+++ Text +++

The counter-argument is that these are high-quality, deeply entrenched businesses embedded within global payment networks, and the sell-off was an overreaction. The same logic applies to exchanges that operate associated data businesses. There is an open question about whether AI will make data collection dramatically easier and thereby erode these companies' advantages — but the view here is that these firms possess a genuine moat, and the market has probably overreacted to the perceived threat.
Broadening Beyond Equities: Healthcare, Alts, and Non-US Bonds
Under the same banner of thoughtful diversification, the strategy extends into liquid alternatives, healthcare, and diversified fixed income. The core worry, again, is that large-cap US stocks are dominated by a single theme.
Healthcare is one answer, because it offers structural growth drivers while being less tied to the AI cycle and less tied to the broader economy. That makes it a useful source of diversification that does not simply replicate the dominant AI exposure.
For a multi-asset investor, the role of diversification itself must be reconsidered. A key question is: to what extent do bonds still provide diversification in today's environment? With inflation still running at elevated levels, traditional bond diversification is less reliable than it once was. The response is twofold: using alternatives (liquid alts) as a diversifier, and looking at non-US high-grade bonds to build additional diversification into portfolios. The willingness to go outside the United States for high-grade fixed income is a notable part of this approach.
The Next Wave of AI Monetization
Looking at the bigger picture, AI-driven disruption has itself created the attractive opportunities described above — in high-quality software, payments, analytics, and insurance. But a natural question follows: with AI spending still climbing, how will AI monetization actually play out, and where can investors make money on it?
The expectation is that the payoff will be broader than the hardware infrastructure play that has dominated so far — which is precisely why diversifying outside the semiconductors matters. Ultimately, the productivity gains from AI are expected to be impactful. In some cases, the very software businesses that were weak in the first quarter have the ability to take AI, integrate it into their existing platforms, and produce value-added services. In other words, the next wave of value creation will go beyond the hardware play that has been so dominant in recent months and years.

+++ Information provided +++

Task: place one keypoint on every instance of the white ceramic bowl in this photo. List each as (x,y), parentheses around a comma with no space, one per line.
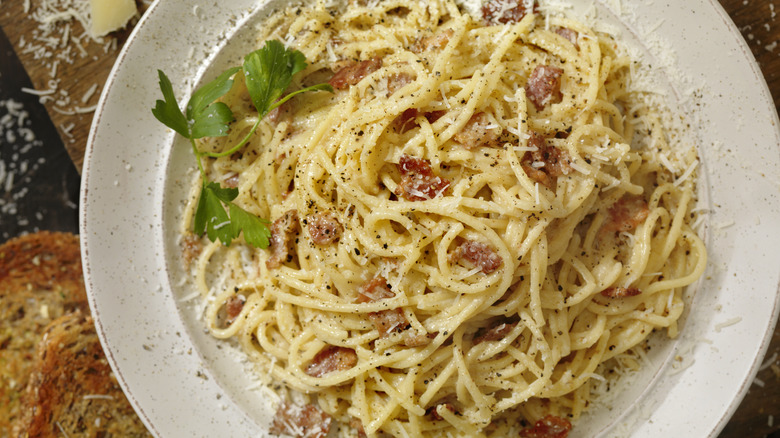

+++

# [Exercise instructions]
1: In the investment commentary, why is traditional bond diversification described as less reliable than it once was?
2: Extend the investment commentary past its final sentence.

# [Answers to the exercise]
1: Because inflation is still running at elevated levels.

2:
A Possible Speed Limit on Spending
On the spending side, the analysis extends beyond just the headline amount being spent by hyperscalers to include how that spending is being financed. There is a growing reliance on debt issuance and secondary issuance, which is increasingly driving the AI buildout. That financing dynamic could impose speed limits on any further increase in spending from this segment — an important caveat for anyone assuming the current pace of AI capital expenditure will continue unabated.
The Core Takeaway
The through-line across every point is the same: the AI theme has become so dominant that ordinary portfolios are far more concentrated and correlated than they look. The prudent response is not to reject AI exposure but to hold it more selectively and to deliberately broaden out — into overlooked software and financial-services names bruised by disruption fears, into healthcare with its economy-independent growth, and into alternatives and non-US high-grade bonds. The productivity gains from AI are real and will spread well beyond the hardware layer, but the financing behind the buildout, and the extreme concentration of returns in a handful of names, are reasons to diversify thoughtfully rather than chase the crowd.